# Stated task
From the listing that follows, extract every line and set it down unaltered.

# Data shown
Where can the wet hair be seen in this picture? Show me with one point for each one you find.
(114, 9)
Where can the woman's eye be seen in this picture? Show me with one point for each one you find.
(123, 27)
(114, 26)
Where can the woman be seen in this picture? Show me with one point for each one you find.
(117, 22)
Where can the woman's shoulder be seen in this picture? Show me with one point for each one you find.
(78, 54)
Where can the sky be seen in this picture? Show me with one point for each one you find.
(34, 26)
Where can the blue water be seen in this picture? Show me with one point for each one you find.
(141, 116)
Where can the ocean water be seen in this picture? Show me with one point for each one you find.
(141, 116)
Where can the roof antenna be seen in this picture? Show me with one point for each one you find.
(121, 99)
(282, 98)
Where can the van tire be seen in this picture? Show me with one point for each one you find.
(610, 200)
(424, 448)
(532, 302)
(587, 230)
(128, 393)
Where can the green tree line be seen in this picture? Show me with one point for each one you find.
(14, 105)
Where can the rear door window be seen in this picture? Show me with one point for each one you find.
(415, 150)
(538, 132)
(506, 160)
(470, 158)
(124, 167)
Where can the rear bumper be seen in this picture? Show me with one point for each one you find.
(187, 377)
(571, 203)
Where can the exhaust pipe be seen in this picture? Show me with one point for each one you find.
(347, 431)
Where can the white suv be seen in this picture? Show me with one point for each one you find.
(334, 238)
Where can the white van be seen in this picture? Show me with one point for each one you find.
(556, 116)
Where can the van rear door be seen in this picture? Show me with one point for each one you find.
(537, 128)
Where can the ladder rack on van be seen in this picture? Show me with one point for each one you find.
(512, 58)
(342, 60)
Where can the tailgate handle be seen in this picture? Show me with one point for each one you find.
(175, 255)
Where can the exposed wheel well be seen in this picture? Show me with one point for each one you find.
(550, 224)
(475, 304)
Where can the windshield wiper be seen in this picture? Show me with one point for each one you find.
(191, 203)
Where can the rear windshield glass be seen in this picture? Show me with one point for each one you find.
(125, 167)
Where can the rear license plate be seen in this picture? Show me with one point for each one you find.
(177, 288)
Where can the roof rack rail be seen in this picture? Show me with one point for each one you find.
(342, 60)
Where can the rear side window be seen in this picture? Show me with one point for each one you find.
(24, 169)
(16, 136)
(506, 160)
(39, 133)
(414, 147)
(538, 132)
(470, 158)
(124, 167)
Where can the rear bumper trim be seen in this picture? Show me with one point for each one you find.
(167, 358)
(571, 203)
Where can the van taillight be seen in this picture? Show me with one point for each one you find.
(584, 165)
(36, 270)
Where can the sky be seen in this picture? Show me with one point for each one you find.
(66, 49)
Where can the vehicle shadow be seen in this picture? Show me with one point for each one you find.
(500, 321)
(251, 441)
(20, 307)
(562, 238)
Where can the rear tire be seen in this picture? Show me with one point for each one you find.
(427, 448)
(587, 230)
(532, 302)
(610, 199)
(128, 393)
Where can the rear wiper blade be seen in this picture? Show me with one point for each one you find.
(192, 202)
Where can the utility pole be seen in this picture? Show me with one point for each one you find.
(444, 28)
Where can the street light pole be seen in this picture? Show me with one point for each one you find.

# Exercise output
Where can the wet hair be seen in this picture? Show me with one point for each one you find.
(114, 9)
Where can the woman's eye be seen in this picture? Show me with one point for each one you find.
(123, 27)
(114, 26)
Where can the woman be seen in this picture? Show me with one point for each one you find.
(117, 22)
Where can the woman's shoulder be seen in this picture? Show me with one point for each one you find.
(78, 54)
Where can the sky be seen in this picture? Show me with one point for each one you find.
(34, 26)
Where can the blue water be seen in this picture? Show me with one point for each one you find.
(141, 116)
Where can the ocean water be seen in this picture? Show me with one point for each one you find.
(141, 116)
Where can the roof antenna be seen in this picture? Show me with one point for each one you find.
(121, 99)
(282, 98)
Where can the van tire be seen in this picture? Show me with one point for each one you find.
(610, 200)
(424, 448)
(532, 302)
(587, 230)
(128, 393)
Where can the green tree line be seen in this picture? Show me with one point for each one you find.
(14, 105)
Where can the rear door window be seen in this picture? Show me with one point for each one you find.
(415, 150)
(538, 132)
(506, 160)
(470, 158)
(124, 167)
Where can the rear bumper be seen in this picture? Show me with one point for each one you find.
(187, 377)
(571, 203)
Where can the exhaust pipe be seen in this picture? Show me with one point for each one you find.
(347, 431)
Where can the white suv be seen in this picture? Show me with one point for each one you find.
(334, 238)
Where can the white van be seen in this picture? Show me with one point for each one you find.
(556, 116)
Where can the van rear door be seen in this picture? Show me with one point for each one you find.
(537, 128)
Where can the ladder rack on van be seen in this picture? Show me with one point for each one you find.
(512, 58)
(342, 60)
Where can the tailgate handle be seen in this picture? Show me with one point for each one you find.
(175, 255)
Where can the exposed wheel well be seen in this picture? Show me with one point for each one you find.
(550, 224)
(475, 304)
Where can the windshield wiper be seen in this picture? Show me with one point for each one you find.
(191, 203)
Where can the rear windshield glass be seen in this picture? Show me with one point for each one you find.
(125, 167)
Where can the rear license plate be seen in this picture? Show me with one point for each one you find.
(177, 288)
Where can the roof rack rail be seen in this picture? Show me with one point for each one you find.
(342, 60)
Where can the rear side window be seen in this picture? Show me with one point for each one you find.
(24, 169)
(16, 136)
(506, 160)
(39, 133)
(414, 147)
(538, 132)
(470, 158)
(124, 167)
Where can the rear bumper trim be seen in this picture? Show me with one point for each one you find.
(167, 358)
(571, 203)
Where can the van taillight be seen in this picture? Show me with one point for each one you find.
(584, 165)
(36, 270)
Where can the sky be seen in this picture? Show me with one point for each one you find.
(66, 49)
Where can the vehicle shadow be seen in this picture? Show me with one point for each one you find.
(500, 321)
(251, 441)
(20, 307)
(562, 238)
Where can the rear tire be seen in this picture? Show me with one point for each one you find.
(427, 448)
(587, 230)
(532, 302)
(610, 199)
(128, 393)
Where can the rear wiper blade be seen in this picture? Show me with one point for each one you find.
(192, 202)
Where can the utility pole be seen in this picture? Show me with one point for each one you find.
(444, 28)
Where can the street light pole be seen in this picture? Show me with one point for each one you find.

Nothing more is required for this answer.